> [Exercices]:
1. D'après l'entretien sur le chômage, depuis quel mois et quelle année le chômage baisse-t-il ?
2. Recopiez le passage de l'entretien sur le chômage situé entre « R- Laissons les » et « c'est la tendance. », ces deux segments compris.
3. Traduisez en anglais cette phrase de l'entretien sur le chômage : « Laissons les chiffres être sortis par la DARES ce soir. »

Q- Nouveaux chiffres du chômage ce soir, y aura-t-il une nouvelle baisse enregistrée sur décembre 2006 ?
R- Laissons les chiffres être sortis par la DARES ce soir. Ce qui importe c'est que, depuis février 2005, le chômage baisse et il baisse de manière régulière et il baisse dans toutes les catégories de demandeurs d'emplois, ce qui compte, c'est la tendance.
Q- Donnez-nous une tendance pour le mois de décembre, vous êtes plutôt optimiste pour le chiffre qui va arriver ce soir ?
R- Attendons ce soir. La tendance depuis février 2005 est une tendance à la baisse et c'est ce qui compte aussi bien chez les jeunes que chez les chômeurs de longue durée et j'y vois un indice particulièrement sensible chez les chômeurs de longue durée, ceux qui ont le plus de difficultés à revenir vers l'emploi.
Q- Il y a eu des à-coups quand même, on eu des mois comme ça qui mystérieusement faisaient un palier ou une petite hausse ?
R- Pas mystérieusement, regardez l'à-coup de janvier notamment 2005 et l'à-coup de janvier 2006. Souvenez-vous, nous avons demandé en novembre et décembre 2005 à beaucoup de jeunes, après les difficultés qu'avaient rencontré les quartiers, de s'inscrire dans les ANPE au travers des Missions locales ; nous avons demandé aux Missions locales et à l'ANPE d'être attentifs à ces jeunes. Eh bien il y a eu de ombreuses inscriptions, et c'est heureux, de jeunes qui aujourd'hui sont dans des parcours de retour vers l'emploi ou qui ont retrouvé un emploi ou qui sont suivis par les Missions locales.

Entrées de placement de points
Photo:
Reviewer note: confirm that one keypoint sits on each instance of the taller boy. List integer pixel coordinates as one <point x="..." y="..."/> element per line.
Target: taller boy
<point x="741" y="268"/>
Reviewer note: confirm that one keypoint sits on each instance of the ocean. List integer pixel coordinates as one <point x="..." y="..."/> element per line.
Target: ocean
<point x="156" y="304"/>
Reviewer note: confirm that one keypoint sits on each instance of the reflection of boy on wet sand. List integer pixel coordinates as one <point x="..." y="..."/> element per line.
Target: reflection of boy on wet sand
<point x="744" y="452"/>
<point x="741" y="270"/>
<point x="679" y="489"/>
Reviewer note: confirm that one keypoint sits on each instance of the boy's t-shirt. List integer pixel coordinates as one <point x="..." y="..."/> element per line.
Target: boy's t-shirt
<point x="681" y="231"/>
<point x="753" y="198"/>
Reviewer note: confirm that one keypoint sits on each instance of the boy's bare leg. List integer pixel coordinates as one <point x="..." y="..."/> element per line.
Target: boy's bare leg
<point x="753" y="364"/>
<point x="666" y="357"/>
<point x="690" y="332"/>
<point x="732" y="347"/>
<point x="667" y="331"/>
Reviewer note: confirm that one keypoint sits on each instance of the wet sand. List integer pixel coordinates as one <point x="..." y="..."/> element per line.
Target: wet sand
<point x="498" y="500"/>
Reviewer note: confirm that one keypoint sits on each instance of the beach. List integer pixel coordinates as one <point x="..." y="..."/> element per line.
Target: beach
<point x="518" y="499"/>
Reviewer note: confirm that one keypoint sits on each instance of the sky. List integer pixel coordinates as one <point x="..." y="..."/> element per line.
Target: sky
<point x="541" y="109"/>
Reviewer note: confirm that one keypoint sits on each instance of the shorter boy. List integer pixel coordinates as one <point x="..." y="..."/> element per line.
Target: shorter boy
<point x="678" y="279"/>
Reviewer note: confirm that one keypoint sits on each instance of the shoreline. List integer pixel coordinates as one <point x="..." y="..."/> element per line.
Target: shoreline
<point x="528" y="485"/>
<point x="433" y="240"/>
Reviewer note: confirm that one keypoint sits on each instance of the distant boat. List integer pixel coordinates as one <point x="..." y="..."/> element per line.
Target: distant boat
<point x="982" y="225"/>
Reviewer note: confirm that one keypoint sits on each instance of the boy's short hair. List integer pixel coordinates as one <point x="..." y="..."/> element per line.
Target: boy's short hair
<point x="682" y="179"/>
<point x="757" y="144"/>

> [Réponses dans l'ordre]:
1. Depuis février 2005.

2.
R- Laissons les chiffres être sortis par la DARES ce soir. Ce qui importe c'est que, depuis février 2005, le chômage baisse et il baisse de manière régulière et il baisse dans toutes les catégories de demandeurs d'emplois, ce qui compte, c'est la tendance.

3. Let's let DARES release the figures this evening.